Written exercise — Quote, word for word, the passage of the visa bill excerpt below that opens with the words containing "into the Act." and closes with "Committee on Migration.".

These issues are discussed in more detail under the ‘Key
issues and provisions’ heading.
Financial implications
The Explanatory Memorandum states that the Bill will have
no financial impact.[49]
Statement of Compatibility with
Human Rights
As required under Part 3 of the Human Rights
(Parliamentary Scrutiny) Act 2011 (Cth), the Government has assessed the
Bill’s compatibility with the human rights and freedoms recognised or declared
in the international instruments listed in section 3 of that Act. The
Government considers that the Bill is compatible.[50]
Parliamentary Joint Committee on Human Rights
The Parliamentary Joint Committee on Human Rights has not
commented on the Bill at the time of writing. However, the Committee raised a
number of human rights concerns in respect of the 2018 Bill.[51]
In particular, it considered:
- the
proposed expansion of the Minister’s power to cancel or refuse a visa is likely
to be incompatible with Australia’s non-refoulement obligations and the
right to an effective remedy, with the Committee questioning the sufficiency of
existing safeguards against refoulement and limitations on the
availability of merits review
- the
expanded bases on which a person’s visa may be cancelled, the consequence of
which would be that the person is subject to immigration detention, is likely
to be incompatible with the right to liberty
- there
is a risk that the Bill’s measures may be incompatible with the prohibition on
expulsion without due process for those persons who have their visa cancelled
without natural justice under subsection 501(3) of the Migration Act
- the
Bill’s measures are likely to be incompatible with the right to protection of
the family and the obligation to consider the best interests of the child as a
primary consideration, particularly in relation to the cancellation of a
child’s visa and
- there
is a risk the measures may be incompatible with the right to freedom of
movement in circumstances where the Minister is not required to take into
account the right to enter and remain in one’s ‘own country’ when exercising
the power to refuse or cancel a visa, noting that a person’s ‘own country’ is
not restricted to countries with which the person has formal citizenship status,
but includes countries with which a person has ‘very strong ties’.[52]
Key issues and provisions
Designated offence
Item 5 inserts proposed paragraph 501(6)(aaa)
into the Act. This provides that a person does not pass the character test if
they have been convicted of a designated offence. Consequently,
the Minister or delegate may refuse to grant the person a visa, or may cancel
their existing visa. Refusal or cancellation of a visa on the grounds of a
designated offence conviction will be discretionary, rather than the mandatory
cancellation proposed by the Joint Standing Committee on Migration.
Proposed subsection 501(7AA) defines designated
offence as an offence against a law in force in Australia or a foreign
country, which:
- involves
one or more of a list of specified ‘physical elements’ and
- is
punishable by a maximum or fixed term of imprisonment of not less than two
years.
Each of these elements is discussed below.
What conduct is captured?

Material supplied —
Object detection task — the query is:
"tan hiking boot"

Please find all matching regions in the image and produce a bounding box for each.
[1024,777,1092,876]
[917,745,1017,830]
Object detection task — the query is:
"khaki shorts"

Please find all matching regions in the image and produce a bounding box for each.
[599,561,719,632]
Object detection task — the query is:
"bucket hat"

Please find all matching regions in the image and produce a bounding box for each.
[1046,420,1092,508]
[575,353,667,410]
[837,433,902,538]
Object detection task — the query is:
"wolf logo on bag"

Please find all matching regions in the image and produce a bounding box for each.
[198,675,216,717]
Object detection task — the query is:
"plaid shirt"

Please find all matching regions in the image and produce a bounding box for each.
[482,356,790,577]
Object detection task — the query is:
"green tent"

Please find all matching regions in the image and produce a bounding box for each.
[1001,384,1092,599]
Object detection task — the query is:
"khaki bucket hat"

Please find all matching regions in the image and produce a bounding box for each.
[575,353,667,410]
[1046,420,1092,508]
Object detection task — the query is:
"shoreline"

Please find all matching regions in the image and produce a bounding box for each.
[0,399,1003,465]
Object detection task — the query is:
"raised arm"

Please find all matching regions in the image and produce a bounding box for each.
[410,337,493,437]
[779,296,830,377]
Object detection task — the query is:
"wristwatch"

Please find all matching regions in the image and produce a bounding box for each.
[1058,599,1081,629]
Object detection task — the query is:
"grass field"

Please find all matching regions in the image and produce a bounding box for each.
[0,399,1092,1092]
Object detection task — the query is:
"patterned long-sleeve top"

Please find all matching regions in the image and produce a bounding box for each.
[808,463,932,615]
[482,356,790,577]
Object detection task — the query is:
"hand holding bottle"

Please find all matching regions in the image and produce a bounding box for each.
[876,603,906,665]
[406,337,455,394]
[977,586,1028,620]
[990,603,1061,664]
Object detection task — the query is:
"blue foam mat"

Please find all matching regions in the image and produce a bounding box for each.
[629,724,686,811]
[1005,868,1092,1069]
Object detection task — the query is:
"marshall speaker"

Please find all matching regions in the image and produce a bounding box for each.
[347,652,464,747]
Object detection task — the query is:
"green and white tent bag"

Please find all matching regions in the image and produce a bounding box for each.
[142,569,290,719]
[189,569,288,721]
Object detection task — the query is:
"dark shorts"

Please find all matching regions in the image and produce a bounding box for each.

Full output —
into the Act. This provides that a person does not pass the character test if
they have been convicted of a designated offence. Consequently,
the Minister or delegate may refuse to grant the person a visa, or may cancel
their existing visa. Refusal or cancellation of a visa on the grounds of a
designated offence conviction will be discretionary, rather than the mandatory
cancellation proposed by the Joint Standing Committee on Migration.